Task goal -> Look through the material below for "black". Copy every line that contains it.

Supplied records ->

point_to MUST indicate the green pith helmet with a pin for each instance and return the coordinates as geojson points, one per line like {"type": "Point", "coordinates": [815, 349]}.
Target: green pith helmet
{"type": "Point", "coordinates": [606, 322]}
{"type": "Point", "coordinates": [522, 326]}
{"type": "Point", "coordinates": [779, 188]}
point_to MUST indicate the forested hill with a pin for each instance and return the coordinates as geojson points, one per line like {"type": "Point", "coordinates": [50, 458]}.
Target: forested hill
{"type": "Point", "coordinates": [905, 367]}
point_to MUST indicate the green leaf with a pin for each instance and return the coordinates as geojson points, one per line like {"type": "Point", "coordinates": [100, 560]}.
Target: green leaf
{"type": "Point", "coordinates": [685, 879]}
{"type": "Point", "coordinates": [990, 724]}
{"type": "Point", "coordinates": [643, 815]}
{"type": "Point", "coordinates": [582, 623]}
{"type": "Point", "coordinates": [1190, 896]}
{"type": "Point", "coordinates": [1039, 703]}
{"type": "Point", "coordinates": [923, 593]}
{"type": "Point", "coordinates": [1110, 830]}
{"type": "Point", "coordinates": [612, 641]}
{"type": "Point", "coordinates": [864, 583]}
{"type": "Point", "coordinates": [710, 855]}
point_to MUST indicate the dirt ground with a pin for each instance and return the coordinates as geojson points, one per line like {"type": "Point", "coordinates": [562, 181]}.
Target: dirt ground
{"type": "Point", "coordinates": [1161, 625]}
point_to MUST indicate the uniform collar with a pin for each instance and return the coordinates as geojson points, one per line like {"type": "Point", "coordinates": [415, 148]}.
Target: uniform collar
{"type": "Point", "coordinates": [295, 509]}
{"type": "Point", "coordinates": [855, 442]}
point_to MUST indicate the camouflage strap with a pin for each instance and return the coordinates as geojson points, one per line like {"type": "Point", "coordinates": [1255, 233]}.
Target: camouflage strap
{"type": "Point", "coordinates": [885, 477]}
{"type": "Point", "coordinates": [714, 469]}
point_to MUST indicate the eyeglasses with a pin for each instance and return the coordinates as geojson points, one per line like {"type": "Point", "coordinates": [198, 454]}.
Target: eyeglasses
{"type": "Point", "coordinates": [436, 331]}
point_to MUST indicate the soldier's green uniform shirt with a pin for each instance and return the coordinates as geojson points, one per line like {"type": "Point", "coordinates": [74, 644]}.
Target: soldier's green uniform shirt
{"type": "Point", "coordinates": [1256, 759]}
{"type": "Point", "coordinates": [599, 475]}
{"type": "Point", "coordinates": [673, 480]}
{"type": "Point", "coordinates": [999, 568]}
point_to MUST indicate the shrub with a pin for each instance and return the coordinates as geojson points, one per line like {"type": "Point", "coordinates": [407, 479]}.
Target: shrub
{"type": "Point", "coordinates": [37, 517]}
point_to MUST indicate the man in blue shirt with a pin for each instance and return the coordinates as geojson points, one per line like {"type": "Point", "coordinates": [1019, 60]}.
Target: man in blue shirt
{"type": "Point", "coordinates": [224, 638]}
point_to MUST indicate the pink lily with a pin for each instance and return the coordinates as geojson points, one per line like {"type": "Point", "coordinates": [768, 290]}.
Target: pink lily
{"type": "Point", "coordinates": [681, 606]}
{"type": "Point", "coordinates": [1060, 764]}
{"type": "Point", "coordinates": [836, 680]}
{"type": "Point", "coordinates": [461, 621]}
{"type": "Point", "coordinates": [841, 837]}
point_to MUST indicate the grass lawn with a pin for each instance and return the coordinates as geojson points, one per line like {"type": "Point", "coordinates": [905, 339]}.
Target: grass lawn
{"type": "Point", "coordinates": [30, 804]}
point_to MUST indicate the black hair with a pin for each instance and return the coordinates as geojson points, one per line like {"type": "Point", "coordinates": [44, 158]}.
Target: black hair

Written answer ->
point_to MUST indicate the black hair with a pin for each instance and return the coordinates as geojson points, one per line like {"type": "Point", "coordinates": [44, 158]}.
Target: black hair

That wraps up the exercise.